[The records]

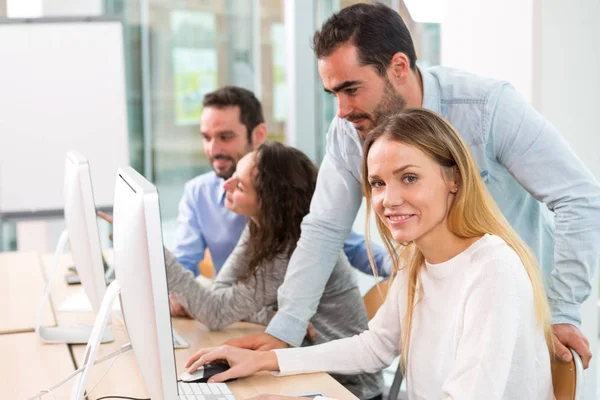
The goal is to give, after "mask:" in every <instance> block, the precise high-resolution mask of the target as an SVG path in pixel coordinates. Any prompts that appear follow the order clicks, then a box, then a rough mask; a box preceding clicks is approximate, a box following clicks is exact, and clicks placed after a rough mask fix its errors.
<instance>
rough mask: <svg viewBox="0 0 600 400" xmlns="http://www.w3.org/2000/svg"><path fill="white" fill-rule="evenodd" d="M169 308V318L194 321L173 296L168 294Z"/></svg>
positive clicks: (186, 310)
mask: <svg viewBox="0 0 600 400" xmlns="http://www.w3.org/2000/svg"><path fill="white" fill-rule="evenodd" d="M169 308H170V309H171V317H183V318H189V319H194V317H193V316H192V314H190V312H189V311H188V309H187V308H185V307H184V306H183V304H181V303H180V302H179V300H177V297H175V295H174V294H169Z"/></svg>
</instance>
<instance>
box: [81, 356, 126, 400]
mask: <svg viewBox="0 0 600 400" xmlns="http://www.w3.org/2000/svg"><path fill="white" fill-rule="evenodd" d="M120 355H121V353H119V354H117V356H116V357H115V358H114V359H113V362H111V363H110V365H109V366H108V368H107V369H106V371H105V372H104V375H102V377H101V378H100V379H98V382H96V383H94V385H93V386H92V388H91V389H90V390H88V391H86V397H87V396H89V395H90V394H92V392H93V391H94V389H95V388H96V386H98V384H99V383H100V382H102V380H103V379H104V377H106V375H107V374H108V372H109V371H110V369H111V368H112V367H113V365H115V362H117V359H118V358H119V356H120Z"/></svg>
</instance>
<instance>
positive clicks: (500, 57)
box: [441, 0, 533, 100]
mask: <svg viewBox="0 0 600 400" xmlns="http://www.w3.org/2000/svg"><path fill="white" fill-rule="evenodd" d="M445 9H446V12H445V16H444V22H443V23H442V27H441V61H442V65H444V66H447V67H454V68H458V69H463V70H466V71H469V72H475V73H478V74H481V75H487V76H491V77H494V78H498V79H505V80H508V81H510V82H511V83H512V84H513V85H514V86H515V88H517V90H518V91H519V92H520V93H521V94H522V95H523V96H524V97H525V98H526V99H527V100H531V98H532V86H533V82H532V75H531V73H529V71H531V70H532V62H533V37H532V34H531V33H532V29H533V26H532V16H533V0H503V1H481V0H447V4H446V8H445ZM524 71H528V72H525V73H524Z"/></svg>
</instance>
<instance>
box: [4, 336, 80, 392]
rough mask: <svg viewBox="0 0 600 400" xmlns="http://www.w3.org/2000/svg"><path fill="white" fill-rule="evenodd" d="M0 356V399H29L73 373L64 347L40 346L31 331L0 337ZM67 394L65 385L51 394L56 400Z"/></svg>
mask: <svg viewBox="0 0 600 400" xmlns="http://www.w3.org/2000/svg"><path fill="white" fill-rule="evenodd" d="M0 354H2V362H1V363H0V373H1V375H2V384H0V398H1V399H26V398H29V397H30V396H33V395H35V394H36V393H38V392H39V391H40V390H42V389H44V388H47V387H49V386H51V385H53V384H54V383H56V382H59V381H61V380H62V379H63V378H65V377H67V376H68V375H69V374H70V373H71V372H73V371H75V366H74V365H73V360H72V358H71V353H70V352H69V348H68V346H67V345H66V344H53V345H47V344H43V343H41V342H40V341H39V340H38V338H37V336H36V334H35V333H34V332H24V333H13V334H5V335H0ZM70 392H71V385H70V384H69V383H67V384H65V385H63V386H61V387H60V388H58V389H57V390H56V391H54V392H52V393H54V395H55V396H56V398H57V399H65V398H67V399H68V398H69V393H70ZM44 399H52V396H44Z"/></svg>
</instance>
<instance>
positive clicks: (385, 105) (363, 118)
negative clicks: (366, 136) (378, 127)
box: [346, 77, 406, 138]
mask: <svg viewBox="0 0 600 400" xmlns="http://www.w3.org/2000/svg"><path fill="white" fill-rule="evenodd" d="M405 107H406V100H404V98H403V97H402V96H400V95H399V94H398V93H396V91H395V90H394V87H393V86H392V83H391V82H390V80H389V79H388V78H387V77H386V78H385V86H384V88H383V95H382V97H381V100H380V101H379V104H377V107H376V108H375V110H373V112H372V113H371V114H367V113H355V114H350V115H348V116H346V120H348V121H350V122H353V121H358V120H361V119H368V120H370V121H371V122H372V125H371V126H370V127H355V128H356V130H357V131H358V132H359V135H360V136H361V137H362V138H365V137H366V136H367V135H368V134H369V132H370V131H371V130H373V128H375V127H376V126H377V125H379V124H380V123H381V121H383V120H384V119H385V118H386V117H388V116H389V115H392V114H393V113H397V112H400V111H402V110H403V109H404V108H405Z"/></svg>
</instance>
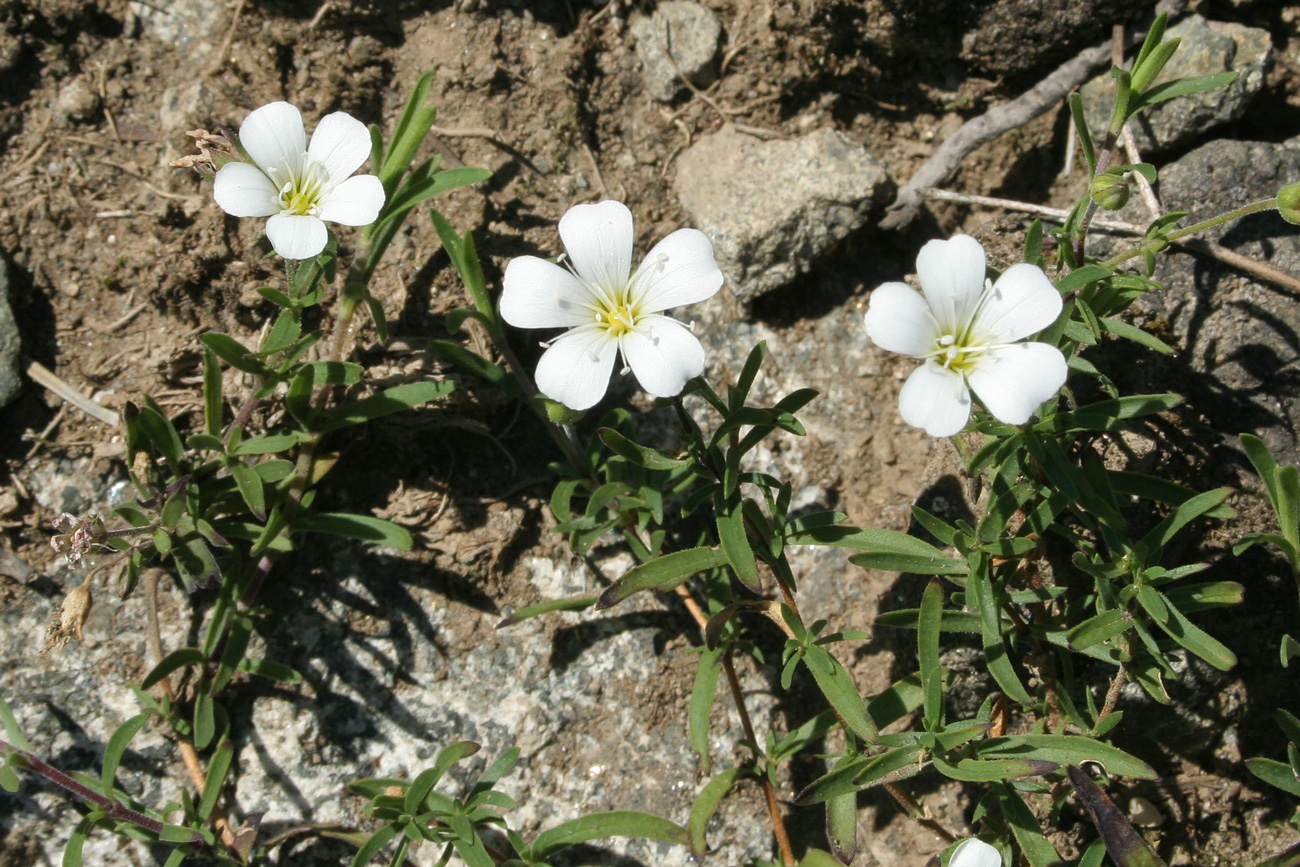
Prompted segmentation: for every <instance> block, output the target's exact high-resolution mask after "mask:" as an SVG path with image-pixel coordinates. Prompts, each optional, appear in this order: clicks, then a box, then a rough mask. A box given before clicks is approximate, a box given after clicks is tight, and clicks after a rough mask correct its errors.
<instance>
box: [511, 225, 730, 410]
mask: <svg viewBox="0 0 1300 867" xmlns="http://www.w3.org/2000/svg"><path fill="white" fill-rule="evenodd" d="M560 239H562V240H563V242H564V248H565V250H567V251H568V259H569V265H571V266H572V270H567V269H564V268H560V266H559V265H555V264H552V263H549V261H546V260H545V259H538V257H537V256H520V257H519V259H512V260H511V263H510V265H507V266H506V277H504V279H503V291H502V296H500V315H502V318H504V320H506V321H507V322H510V324H511V325H515V326H516V328H567V329H569V330H568V331H565V333H564V334H562V335H560V337H559V338H556V339H555V341H552V342H551V344H550V348H549V350H546V352H545V354H543V355H542V359H541V361H538V364H537V387H538V389H539V390H541V391H542V394H545V395H546V396H549V398H551V399H554V400H559V402H560V403H563V404H564V406H565V407H568V408H569V409H588V408H590V407H593V406H595V403H597V402H598V400H599V399H601V398H602V396H604V390H606V387H607V386H608V383H610V372H611V370H612V369H614V360H615V356H617V355H619V354H621V355H623V359H624V361H625V363H627V367H625V368H624V372H627V370H628V369H630V370H632V373H633V374H634V376H636V377H637V382H640V383H641V387H642V389H645V390H646V391H649V393H650V394H653V395H655V396H659V398H671V396H673V395H676V394H679V393H680V391H681V389H682V387H684V386H685V385H686V381H688V380H690V378H692V377H697V376H699V374H701V373H703V369H705V350H703V348H702V347H701V346H699V341H697V339H695V335H694V334H692V333H690V330H689V329H688V328H686V326H685V325H682V324H681V322H679V321H677V320H673V318H669V317H667V316H663V313H662V312H663V311H666V309H668V308H671V307H680V305H682V304H694V303H695V302H702V300H705V299H706V298H710V296H712V295H714V294H715V292H716V291H718V290H719V287H722V285H723V273H722V270H719V268H718V263H716V261H715V260H714V246H712V244H711V243H710V242H708V238H707V237H705V234H703V233H702V231H698V230H695V229H679V230H677V231H675V233H672V234H671V235H668V237H667V238H664V239H663V240H660V242H659V243H658V244H655V246H654V248H653V250H651V251H650V253H649V255H647V256H646V257H645V261H642V263H641V266H640V268H637V270H636V273H633V272H632V240H633V237H632V212H630V211H628V208H627V205H624V204H623V203H620V201H601V203H599V204H580V205H575V207H573V208H569V211H568V212H567V213H565V214H564V216H563V217H560Z"/></svg>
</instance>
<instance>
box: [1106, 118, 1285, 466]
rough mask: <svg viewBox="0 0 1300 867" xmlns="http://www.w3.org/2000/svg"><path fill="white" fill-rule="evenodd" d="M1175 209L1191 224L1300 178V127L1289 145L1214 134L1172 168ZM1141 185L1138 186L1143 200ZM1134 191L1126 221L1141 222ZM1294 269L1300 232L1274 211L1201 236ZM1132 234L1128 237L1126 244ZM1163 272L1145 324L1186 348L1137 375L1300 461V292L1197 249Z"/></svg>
mask: <svg viewBox="0 0 1300 867" xmlns="http://www.w3.org/2000/svg"><path fill="white" fill-rule="evenodd" d="M1160 178H1161V191H1162V204H1164V207H1165V209H1166V211H1187V212H1190V216H1188V217H1186V218H1184V220H1183V221H1182V225H1191V224H1192V222H1196V221H1199V220H1205V218H1209V217H1213V216H1214V214H1218V213H1225V212H1227V211H1231V209H1234V208H1238V207H1242V205H1245V204H1249V203H1252V201H1257V200H1260V199H1268V198H1270V196H1274V195H1277V192H1278V188H1279V187H1282V186H1284V185H1287V183H1292V182H1296V181H1300V138H1296V139H1291V140H1290V142H1284V143H1282V144H1274V143H1265V142H1230V140H1218V142H1210V143H1209V144H1205V146H1203V147H1199V148H1196V149H1195V151H1192V152H1190V153H1188V155H1186V156H1184V157H1182V159H1180V160H1178V161H1175V162H1171V164H1170V165H1167V166H1165V168H1164V169H1161V173H1160ZM1136 198H1138V196H1134V199H1136ZM1140 208H1141V205H1140V203H1134V201H1130V204H1128V205H1127V207H1126V209H1125V211H1122V212H1121V218H1122V220H1128V221H1141V220H1144V218H1145V216H1144V214H1143V213H1141V212H1140ZM1199 237H1200V238H1204V239H1206V240H1212V242H1214V243H1218V244H1222V246H1225V247H1227V248H1230V250H1232V251H1234V252H1238V253H1240V255H1243V256H1248V257H1251V259H1255V260H1257V261H1260V263H1264V264H1266V265H1269V266H1270V268H1274V269H1277V270H1279V272H1282V273H1284V274H1296V273H1300V234H1297V231H1296V227H1295V226H1292V225H1291V224H1287V222H1286V221H1283V220H1282V217H1281V216H1279V214H1278V213H1277V211H1268V212H1264V213H1257V214H1253V216H1249V217H1245V218H1243V220H1240V221H1236V222H1230V224H1226V225H1222V226H1217V227H1214V229H1210V230H1209V231H1205V233H1203V234H1201V235H1199ZM1125 246H1127V244H1123V246H1121V248H1123V247H1125ZM1154 278H1156V279H1158V281H1160V282H1162V283H1164V285H1165V291H1162V292H1156V294H1152V295H1147V296H1144V298H1143V299H1140V300H1139V303H1138V304H1136V305H1135V312H1136V317H1138V324H1139V325H1147V326H1148V328H1152V329H1156V330H1164V333H1165V339H1166V342H1173V343H1174V344H1175V346H1177V348H1178V350H1179V354H1178V356H1177V357H1175V359H1174V360H1173V361H1169V363H1164V361H1161V360H1157V359H1151V360H1149V361H1148V363H1144V364H1141V365H1138V367H1136V368H1135V369H1134V370H1131V372H1130V374H1132V376H1136V377H1138V378H1139V380H1140V381H1139V382H1136V383H1134V385H1135V386H1136V387H1139V389H1141V390H1152V391H1177V393H1179V394H1184V395H1187V396H1188V402H1190V403H1191V404H1192V406H1193V408H1195V409H1196V411H1197V412H1199V413H1203V415H1204V416H1206V419H1208V421H1209V422H1210V424H1212V425H1213V426H1214V428H1216V429H1217V430H1219V432H1221V433H1223V434H1226V438H1227V441H1229V443H1230V445H1232V443H1235V434H1236V433H1239V432H1242V433H1244V432H1255V433H1257V434H1258V435H1261V437H1262V438H1264V441H1265V442H1266V443H1268V445H1269V446H1270V447H1271V448H1274V450H1275V454H1277V455H1278V459H1279V461H1286V463H1291V464H1295V463H1300V441H1297V433H1300V304H1297V303H1296V296H1295V292H1294V291H1291V290H1287V289H1282V287H1278V286H1275V285H1273V283H1268V282H1262V281H1258V279H1255V278H1251V277H1248V276H1245V274H1244V273H1243V272H1240V270H1236V269H1231V268H1227V266H1226V265H1222V264H1219V263H1217V261H1214V260H1210V259H1205V257H1201V256H1192V255H1190V253H1173V255H1162V256H1160V257H1158V265H1157V270H1156V274H1154Z"/></svg>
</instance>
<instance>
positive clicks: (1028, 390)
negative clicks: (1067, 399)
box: [967, 343, 1069, 425]
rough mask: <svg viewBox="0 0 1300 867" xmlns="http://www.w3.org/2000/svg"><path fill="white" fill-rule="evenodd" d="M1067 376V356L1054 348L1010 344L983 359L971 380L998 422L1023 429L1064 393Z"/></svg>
mask: <svg viewBox="0 0 1300 867" xmlns="http://www.w3.org/2000/svg"><path fill="white" fill-rule="evenodd" d="M1067 373H1069V369H1067V368H1066V363H1065V356H1063V355H1061V350H1058V348H1056V347H1054V346H1048V344H1047V343H1009V344H1008V346H998V347H995V348H992V350H989V351H988V352H985V354H984V355H982V356H980V357H979V359H978V360H976V361H975V367H974V369H971V372H970V373H969V374H967V378H969V380H970V383H971V389H974V391H975V394H976V395H979V399H980V402H982V403H983V404H984V406H985V407H987V408H988V411H989V412H992V413H993V417H995V419H997V420H998V421H1005V422H1006V424H1009V425H1023V424H1024V422H1026V421H1028V420H1030V416H1032V415H1034V411H1035V409H1037V408H1039V406H1040V404H1041V403H1043V402H1044V400H1047V399H1049V398H1052V396H1053V395H1054V394H1056V393H1057V391H1060V390H1061V386H1062V385H1065V378H1066V374H1067Z"/></svg>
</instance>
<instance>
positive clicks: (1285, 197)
mask: <svg viewBox="0 0 1300 867" xmlns="http://www.w3.org/2000/svg"><path fill="white" fill-rule="evenodd" d="M1278 213H1281V214H1282V218H1283V220H1286V221H1287V222H1294V224H1297V225H1300V183H1290V185H1287V186H1284V187H1282V188H1281V190H1278Z"/></svg>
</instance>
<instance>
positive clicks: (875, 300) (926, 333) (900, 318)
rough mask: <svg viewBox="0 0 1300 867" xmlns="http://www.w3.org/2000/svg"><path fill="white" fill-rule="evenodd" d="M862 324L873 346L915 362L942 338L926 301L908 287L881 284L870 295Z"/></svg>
mask: <svg viewBox="0 0 1300 867" xmlns="http://www.w3.org/2000/svg"><path fill="white" fill-rule="evenodd" d="M863 321H865V322H866V325H867V337H870V338H871V342H872V343H875V344H876V346H879V347H880V348H883V350H888V351H891V352H901V354H904V355H910V356H913V357H917V359H919V357H924V355H926V354H927V352H930V351H932V350H933V348H935V341H937V339H939V338H940V337H941V334H940V331H939V324H937V322H936V321H935V315H933V313H931V312H930V305H928V304H926V299H924V298H922V296H920V292H918V291H917V290H914V289H913V287H911V286H909V285H907V283H883V285H881V286H880V287H878V289H876V290H875V291H874V292H871V300H870V302H868V303H867V315H866V317H865V318H863Z"/></svg>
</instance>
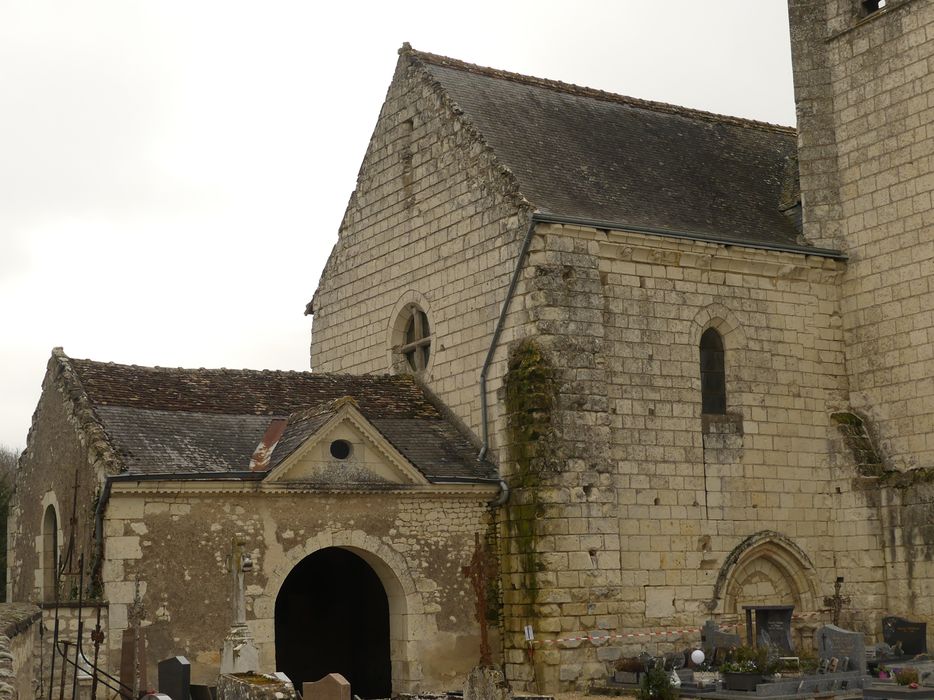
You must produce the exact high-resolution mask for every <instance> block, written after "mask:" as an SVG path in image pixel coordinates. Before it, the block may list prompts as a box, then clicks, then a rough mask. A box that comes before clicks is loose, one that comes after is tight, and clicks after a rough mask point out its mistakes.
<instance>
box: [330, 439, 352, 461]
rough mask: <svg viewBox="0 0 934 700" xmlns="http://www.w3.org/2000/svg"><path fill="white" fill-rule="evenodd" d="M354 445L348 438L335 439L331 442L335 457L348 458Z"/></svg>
mask: <svg viewBox="0 0 934 700" xmlns="http://www.w3.org/2000/svg"><path fill="white" fill-rule="evenodd" d="M352 451H353V447H352V446H351V444H350V443H349V442H347V441H346V440H335V441H334V442H332V443H331V456H332V457H333V458H334V459H347V458H348V457H349V456H350V453H351V452H352Z"/></svg>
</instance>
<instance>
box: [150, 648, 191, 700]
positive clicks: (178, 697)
mask: <svg viewBox="0 0 934 700" xmlns="http://www.w3.org/2000/svg"><path fill="white" fill-rule="evenodd" d="M158 671H159V692H160V693H164V694H165V695H168V696H169V697H170V698H172V700H189V698H190V697H191V664H190V663H189V662H188V659H186V658H185V657H184V656H173V657H172V658H170V659H165V660H163V661H160V662H159V665H158Z"/></svg>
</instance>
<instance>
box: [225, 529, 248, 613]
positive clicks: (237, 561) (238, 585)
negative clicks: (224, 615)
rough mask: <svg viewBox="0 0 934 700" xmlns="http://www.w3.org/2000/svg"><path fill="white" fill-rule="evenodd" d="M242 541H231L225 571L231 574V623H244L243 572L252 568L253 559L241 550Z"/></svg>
mask: <svg viewBox="0 0 934 700" xmlns="http://www.w3.org/2000/svg"><path fill="white" fill-rule="evenodd" d="M243 544H244V543H243V542H239V541H237V540H236V539H235V540H234V542H233V547H232V551H231V553H230V558H229V559H228V564H227V571H228V572H229V573H230V574H231V583H232V584H233V592H232V593H233V595H232V599H233V613H234V618H233V624H234V625H245V624H246V586H245V581H244V574H245V573H246V572H247V571H252V570H253V560H252V559H250V557H249V555H247V554H244V552H243Z"/></svg>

[/The records]

Find every line in the data above that contains the word "negative", treating uppercase and lowercase as different, and copy each such line in full.

negative clicks: (366, 136) (378, 127)
negative clicks: (1067, 399)
negative clicks: (224, 615)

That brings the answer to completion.